--- START ---
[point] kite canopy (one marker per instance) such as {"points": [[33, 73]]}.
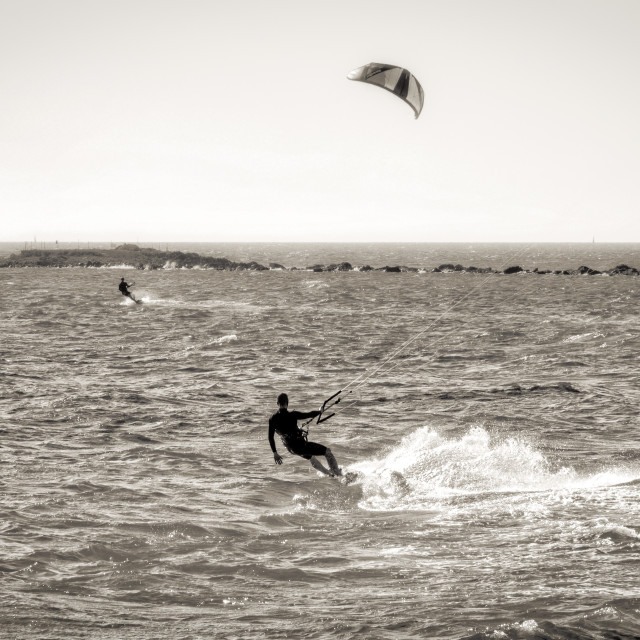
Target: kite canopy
{"points": [[394, 79]]}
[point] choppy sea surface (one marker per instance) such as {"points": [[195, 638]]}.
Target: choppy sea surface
{"points": [[493, 422]]}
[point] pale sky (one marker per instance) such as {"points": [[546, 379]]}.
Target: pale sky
{"points": [[210, 120]]}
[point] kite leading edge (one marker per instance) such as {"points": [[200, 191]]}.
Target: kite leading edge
{"points": [[397, 80]]}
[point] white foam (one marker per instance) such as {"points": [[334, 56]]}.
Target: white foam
{"points": [[428, 466]]}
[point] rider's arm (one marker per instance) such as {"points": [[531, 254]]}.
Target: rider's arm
{"points": [[276, 456], [272, 442]]}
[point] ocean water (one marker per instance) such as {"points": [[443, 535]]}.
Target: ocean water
{"points": [[492, 421]]}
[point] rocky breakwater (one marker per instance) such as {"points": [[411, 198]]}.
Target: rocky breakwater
{"points": [[133, 256]]}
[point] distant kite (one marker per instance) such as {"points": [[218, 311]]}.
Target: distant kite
{"points": [[395, 79]]}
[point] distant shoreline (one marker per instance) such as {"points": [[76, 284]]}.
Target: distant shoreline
{"points": [[131, 256]]}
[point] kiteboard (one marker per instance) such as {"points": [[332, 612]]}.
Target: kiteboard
{"points": [[350, 477]]}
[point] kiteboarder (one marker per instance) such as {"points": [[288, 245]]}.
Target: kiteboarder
{"points": [[124, 289], [285, 424]]}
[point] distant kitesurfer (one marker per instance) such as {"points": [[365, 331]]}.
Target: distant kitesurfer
{"points": [[124, 289], [285, 424]]}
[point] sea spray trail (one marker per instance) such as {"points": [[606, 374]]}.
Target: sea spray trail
{"points": [[427, 468]]}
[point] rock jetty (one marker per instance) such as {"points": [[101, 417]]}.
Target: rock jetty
{"points": [[133, 256]]}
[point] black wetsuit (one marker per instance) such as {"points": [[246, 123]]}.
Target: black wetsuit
{"points": [[124, 289], [285, 424]]}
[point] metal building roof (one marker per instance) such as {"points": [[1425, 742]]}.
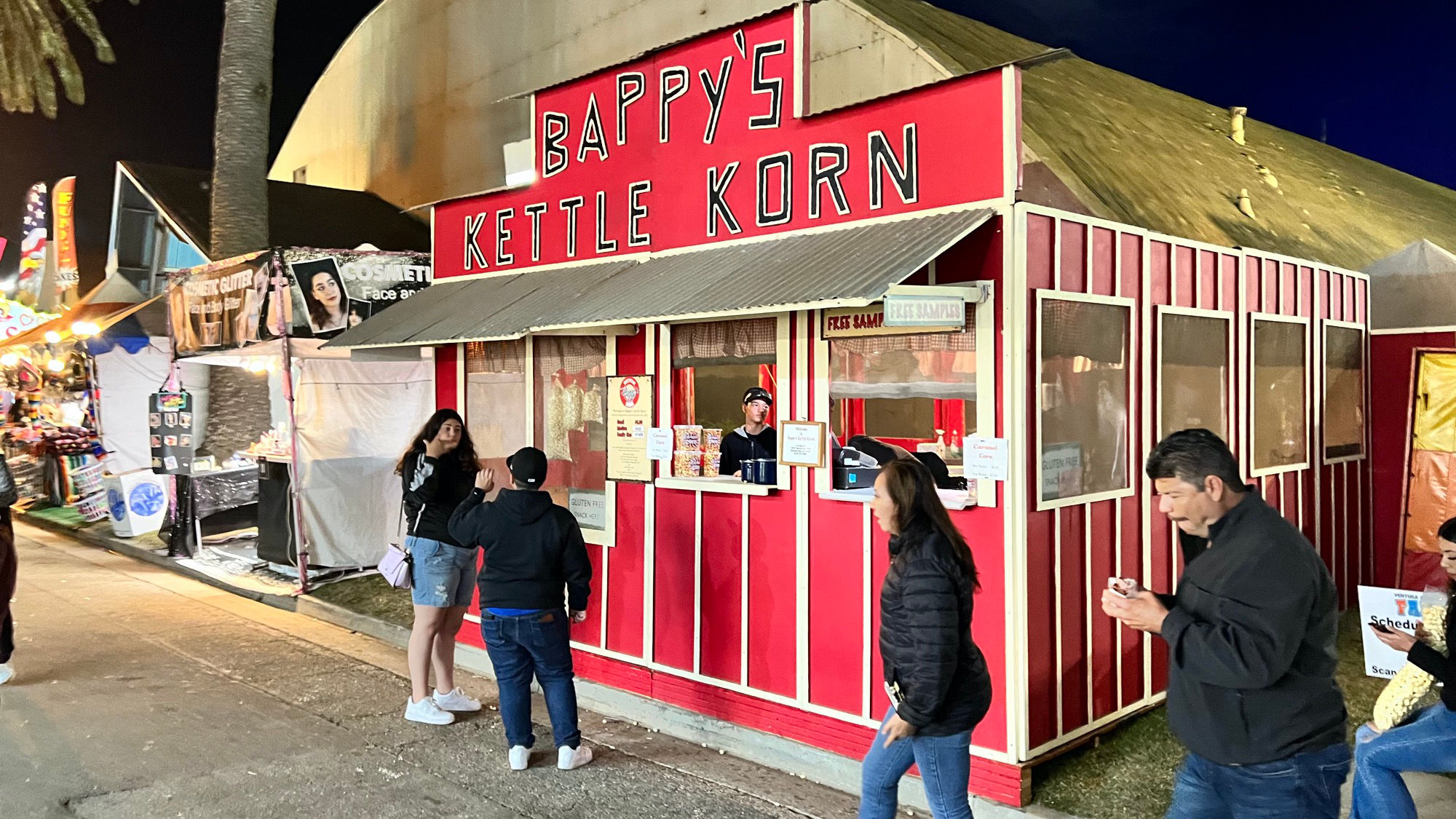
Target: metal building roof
{"points": [[852, 264]]}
--- END ---
What is required
With all pictures left out, please transcribe exactly the lines from the start of the material through the line with "[point] distant shoreline".

Answer to the exercise
[point] kite canopy (one marker per instance) such as {"points": [[33, 73]]}.
Target: kite canopy
{"points": [[394, 79]]}
[point] choppy sea surface (one marker per instance) such as {"points": [[195, 638]]}.
Target: choppy sea surface
{"points": [[493, 422]]}
[point] pale sky (one marker per instance) such as {"points": [[546, 379]]}.
Target: pale sky
{"points": [[210, 120]]}
[point] kite leading edge (one marker per instance) such as {"points": [[200, 191]]}.
Target: kite leading edge
{"points": [[397, 80]]}
[point] white foam (one marker per instance) such as {"points": [[334, 56]]}.
Target: white foam
{"points": [[428, 466]]}
[point] rider's arm (one marker per instance) such as {"points": [[531, 254]]}.
Target: rider's arm
{"points": [[276, 456], [272, 442]]}
[point] ocean water (one marker per instance) such as {"points": [[443, 535]]}.
Target: ocean water
{"points": [[492, 421]]}
[point] rocky breakwater (one marker per instance) such as {"points": [[411, 198]]}.
Target: rocky breakwater
{"points": [[133, 256]]}
[point] distant kite (one marker per instance) such as {"points": [[218, 311]]}.
Target: distant kite
{"points": [[395, 79]]}
[point] distant shoreline (one marker per instance) such as {"points": [[76, 284]]}.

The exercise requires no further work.